* **Your task**
Print out the data below in full and exactly, skipping the pictures.

(Stored data entries)

------------------------------------------------------------

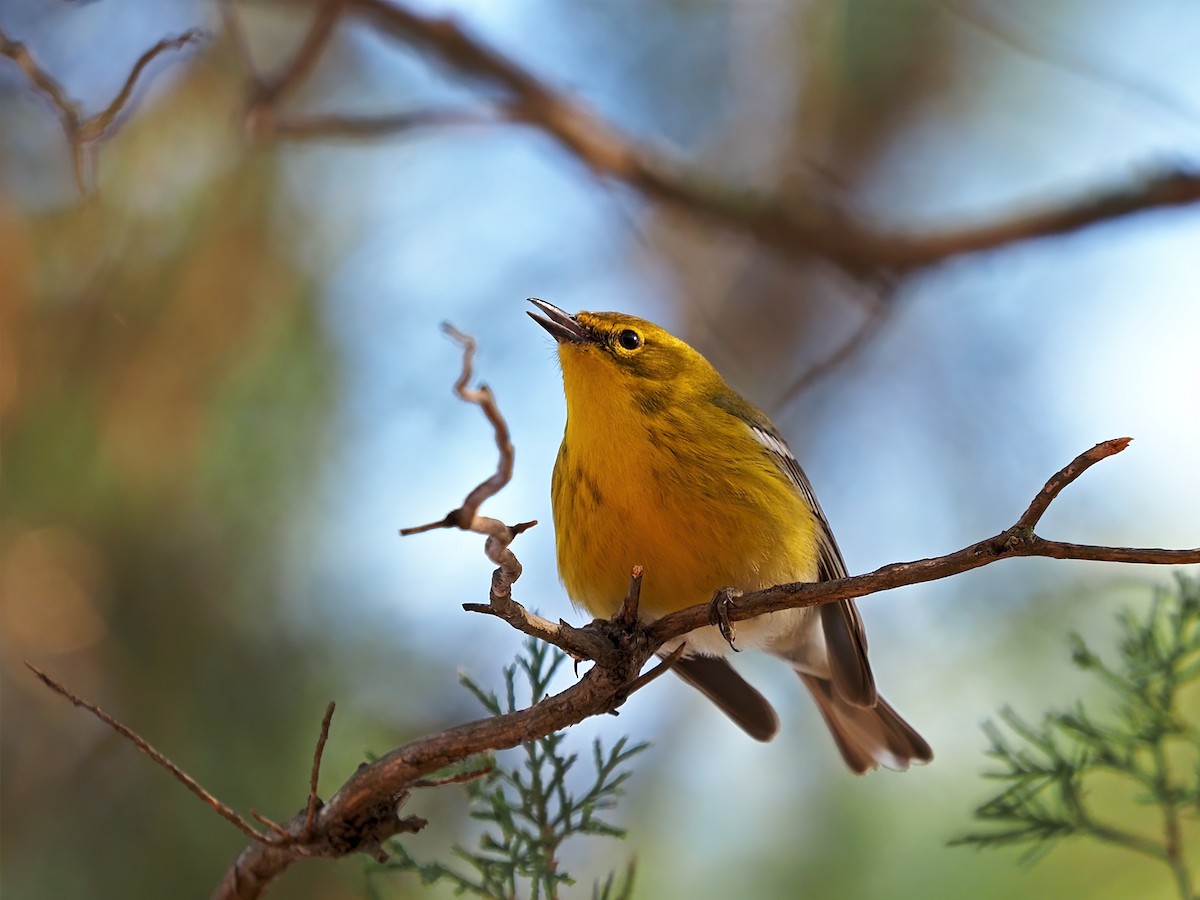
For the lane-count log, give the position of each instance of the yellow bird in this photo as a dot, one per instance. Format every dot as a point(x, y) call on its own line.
point(664, 466)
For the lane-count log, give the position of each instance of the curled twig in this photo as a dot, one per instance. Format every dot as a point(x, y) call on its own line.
point(499, 535)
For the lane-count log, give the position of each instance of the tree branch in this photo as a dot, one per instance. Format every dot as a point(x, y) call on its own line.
point(84, 133)
point(789, 227)
point(365, 811)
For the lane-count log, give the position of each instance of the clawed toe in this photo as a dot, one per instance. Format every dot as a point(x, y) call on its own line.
point(719, 613)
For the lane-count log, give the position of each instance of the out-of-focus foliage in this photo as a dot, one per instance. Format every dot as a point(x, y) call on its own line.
point(222, 391)
point(531, 808)
point(1073, 775)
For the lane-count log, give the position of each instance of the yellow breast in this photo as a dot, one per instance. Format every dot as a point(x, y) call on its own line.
point(640, 481)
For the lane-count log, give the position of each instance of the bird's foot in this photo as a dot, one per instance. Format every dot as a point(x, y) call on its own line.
point(719, 613)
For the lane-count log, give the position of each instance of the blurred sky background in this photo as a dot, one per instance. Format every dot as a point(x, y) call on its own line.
point(223, 390)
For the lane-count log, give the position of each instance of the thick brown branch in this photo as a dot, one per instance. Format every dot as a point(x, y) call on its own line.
point(365, 811)
point(1015, 541)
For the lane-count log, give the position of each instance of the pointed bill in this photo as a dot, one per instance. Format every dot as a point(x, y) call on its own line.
point(562, 325)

------------------------------------------------------------

* **Answer space**
For the lane-count log, give the position of each instance of the yellow bird in this photo as a dot, one per instance. Format every dot as a point(x, y) call on its own line.
point(664, 466)
For the lane-count log, give the position of each instance of the curled twig in this photo as a dot, one per instance. Format every dot as a point(x, y) call on its own line.
point(499, 535)
For the lane-count log, give the position of each instance of the tree branch in this photo as a dot, one per instance. Format every dot as a point(x, y) call on its own line.
point(84, 133)
point(789, 227)
point(365, 811)
For the lane-count log, give the position of each instance of the clawed toe in this photo as a dot, one per instance. Format every dot as a point(x, y) call on its own line.
point(719, 613)
For the lane-count log, give the position of each instance of the out-of-focus foliage in this photo as a dot, one per instance. Format every dot as a point(x, y) call on its own line.
point(222, 391)
point(531, 808)
point(1073, 775)
For the lane-count log, give the position of each instance of the yellow breast in this photo as a dot, one per instance. Format every dot as a point(x, y) call on its own line.
point(640, 481)
For the lane-count log, give the position of each instance of the bird's foot in this photo as a dot, one per instance. Format every dot as a point(x, y) call on its own line.
point(719, 613)
For the lane-count log, give the position of each instance of the blurred sky background in this photo as a dot, one per instance. Format every dot as a point(x, y) call on its own line.
point(223, 390)
For the lane-count log, give the position of each instance of the thick brown branch in this photo as a dot, one per instance. Format every dot as a point(x, y) call on its own line.
point(365, 811)
point(1015, 541)
For the lane-count log, give the position of each instance of the pointed bill in this photo as a dot, one per instance. Format every dot as a point(x, y) call on its own line.
point(562, 325)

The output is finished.